● **What to work on**: Change every "pointer" in the listing to "locator" and reproduce all its lines with nothing else altered.

Extracted records
+ + + + +

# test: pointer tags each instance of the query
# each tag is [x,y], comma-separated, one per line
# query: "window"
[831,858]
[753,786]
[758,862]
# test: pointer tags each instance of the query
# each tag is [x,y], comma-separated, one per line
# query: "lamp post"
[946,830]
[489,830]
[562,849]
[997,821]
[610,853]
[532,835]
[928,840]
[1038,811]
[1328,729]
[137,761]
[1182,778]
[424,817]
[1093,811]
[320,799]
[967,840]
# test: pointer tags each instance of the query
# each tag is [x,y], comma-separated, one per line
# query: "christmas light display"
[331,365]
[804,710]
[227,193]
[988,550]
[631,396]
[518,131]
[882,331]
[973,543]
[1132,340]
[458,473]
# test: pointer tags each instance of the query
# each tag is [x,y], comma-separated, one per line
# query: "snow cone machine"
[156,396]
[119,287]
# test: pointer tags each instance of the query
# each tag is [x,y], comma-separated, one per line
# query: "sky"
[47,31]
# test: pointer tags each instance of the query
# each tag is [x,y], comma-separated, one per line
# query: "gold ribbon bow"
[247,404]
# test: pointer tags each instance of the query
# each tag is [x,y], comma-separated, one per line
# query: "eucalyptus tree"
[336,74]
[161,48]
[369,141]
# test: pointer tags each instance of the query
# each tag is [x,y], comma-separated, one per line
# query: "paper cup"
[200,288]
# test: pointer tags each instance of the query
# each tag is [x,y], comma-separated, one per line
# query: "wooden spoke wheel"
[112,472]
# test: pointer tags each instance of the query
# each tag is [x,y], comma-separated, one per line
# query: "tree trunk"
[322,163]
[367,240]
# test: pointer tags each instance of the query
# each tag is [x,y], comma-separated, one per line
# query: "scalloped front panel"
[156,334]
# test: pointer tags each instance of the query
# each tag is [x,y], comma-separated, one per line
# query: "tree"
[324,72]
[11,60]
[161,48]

+ + + + +

● **The result**:
# test: locator tags each instance of the query
# each tag is [x,y], comma-separated, one per line
# query: "window"
[831,858]
[753,786]
[758,862]
# test: locator tags each instance of the query
# each tag is [x,y], comma-separated, one per line
# query: "lamp post"
[946,830]
[489,830]
[562,849]
[997,821]
[610,853]
[532,835]
[928,840]
[1038,811]
[1328,729]
[137,761]
[1182,778]
[424,817]
[1093,811]
[320,799]
[967,840]
# test: locator tags each instance of the query
# each tag is [x,y], comma-separated, one per line
# query: "christmas light display"
[331,365]
[804,710]
[227,193]
[988,550]
[631,396]
[518,131]
[882,331]
[973,543]
[1132,340]
[458,473]
# test: locator tags each instance of the query
# each tag is [x,y], comma-separated, one per line
# query: "snow cone machine"
[156,396]
[119,287]
# test: locator tags each instance of the query
# each tag is [x,y], comma-separated, one per line
# query: "sky"
[47,31]
# test: locator tags each instance of the query
# each tag is [x,y], comma-separated, one per line
# query: "gold ribbon bow"
[247,404]
# test: locator tags each instance of the query
# each tag is [x,y], comma-separated, one per line
# query: "eucalyptus tree"
[336,74]
[161,48]
[369,141]
# test: locator tags each instance of the query
# each tag is [x,y], comma-separated, one per line
# query: "paper cup"
[200,288]
# test: locator tags each instance of the query
# each tag is [x,y], comma-separated, one per line
# query: "wooden spoke wheel"
[112,472]
# test: locator tags each instance of the query
# each tag is [x,y], comma-separated, one per line
# query: "tree trunk"
[322,163]
[367,240]
# test: locator tags each instance of the query
# each tag is [x,y], comma-separated, one per line
# query: "scalloped front panel"
[156,334]
# test: locator tags each instance of the query
# each tag is [x,y], comma-separated, one per line
# query: "tree"
[324,72]
[11,60]
[161,48]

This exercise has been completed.